課題の目的:
マインドフル・イーティングの文章のうち、「マインドフル・イーティングと」から「4. ストップウォッチをスタート…!」までを一字一句違えずに書き写してください。

提示された文章:
令和3年3月5日に社内研修を行いましたので、前回同様、「障がい者支援について考える」シリーズとしてまとめておきます。過去の社内研修の内容を知りたい場合は下記からご覧ください。




引き続き「少年院での調査研究に従事・診療を行っている医学博士から学ぶ」シリーズを行っております。

3月の社内研修でも引き続き「少年院での調査研究に従事・診療を行っている医学博士から学ぶ」シリーズを行っております。そちらの内容は以前に書いておりますので、気になる方は下記からご覧下さい。



ブログ限定社内研修

前々回書いた通り、これだけだと物足りない方もいるかと思いますんで、ここからはブログ限定社内研修を行います。時間の都合上、社内研修に導入できずにいた内容で、体験型の物となっております。是非、各自で行っていただければよろしいかと…。



マインドフル・イーティングってなに…?

今回、ブログ限定社内研修でご紹介する内容は、レーズン・エクササイズという方法です。
…っとその前にまずは、マインドフル・イーティングの説明から。
マインドフル・イーティングとは、食べることにただひたすら集中するってこと。食べるという今この瞬間に目を向けるって感じのマインドフルネスの一種であり、食べる瞑想なんて言われることもあったりします。
このマインドフル・イーティングを体験・トレーニングする為に第三世代の認知行動療法では、よくレーズン・エクササイズが使われるんですよね。



レーズン・エクササイズ(Raisin Exercise)のやり方

それでは本題に入りまして、レーズン・エクササイズ(Raisin Exercise)のやり方をご紹介していきたいと思います。
やり方は以下の通り。

  1. レーズンを一粒用意する(市販の物でOK)
  2. なるべく部屋を静かにする(テレビやラジオ、BGMなどを全て切る)
  3. ストップウォッチを用意する(スマホのストップウォッチでOK。なければ時計でもOK)
  4. ストップウォッチをスタート…!
  5. まずはレーズンを手に取って触り心地を確かめる
  6. じっくりと観察し形を確かめる
  7. 香りもじっくりと嗅ぐ
  8. ここまでで最低5分は行う
  9. 次にレーズンによって唾液が出たり、空腹感が増したり、レーズンの味を思い出したり、早く食べたいと思ったりなど(私的出来事)、色々な湧き出る感覚に気づき、傍観・観察する
  10. ここまでで最低5分は行う
  11. レーズンを口に入れる
  12. まずは舌の上で転がして表面のザラザラ感を確かめる
  13. 口に含んだことによる自分の感覚の変化を観察する(例:唾液が出てきたな~、食べたって快感が出たな~、そうそう…!これがレーズンの味だったな~、早く食べたいっていう焦りが消えたな~など)
  14. 目を閉じて口の中の感覚だけに意識を集中する(例:少しずつ唾液で柔らかくなってきたな~、ほのかにレーズンの香りを感じるな~、ちょっとこの辺の舌触りがまだ良くないな~など)
  15. レーズンを噛む。噛んだ感覚に意識を集中する(例:歯がレーズンを押しつぶしていく感覚があるな~、じわっと酸っぱい感じが出たな~、でも甘みも感じたな~、思った以上に柔らかいな~、でもここは歯ごたえがあるな~など)

データ内容:
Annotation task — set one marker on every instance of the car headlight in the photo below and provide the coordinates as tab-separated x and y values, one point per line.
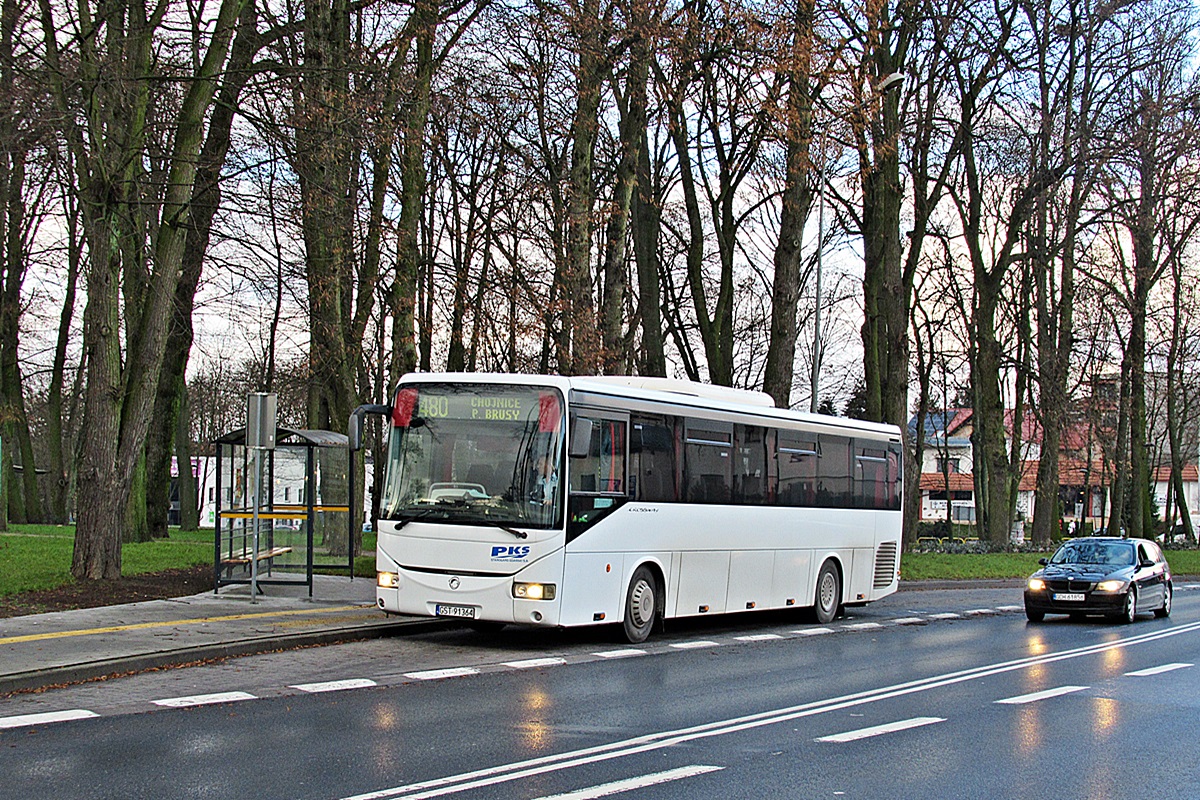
533	590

課題への回答:
マインドフル・イーティングとは、食べることにただひたすら集中するってこと。食べるという今この瞬間に目を向けるって感じのマインドフルネスの一種であり、食べる瞑想なんて言われることもあったりします。
このマインドフル・イーティングを体験・トレーニングする為に第三世代の認知行動療法では、よくレーズン・エクササイズが使われるんですよね。



レーズン・エクササイズ(Raisin Exercise)のやり方

それでは本題に入りまして、レーズン・エクササイズ(Raisin Exercise)のやり方をご紹介していきたいと思います。
やり方は以下の通り。

  1. レーズンを一粒用意する(市販の物でOK)
  2. なるべく部屋を静かにする(テレビやラジオ、BGMなどを全て切る)
  3. ストップウォッチを用意する(スマホのストップウォッチでOK。なければ時計でもOK)
  4. ストップウォッチをスタート…!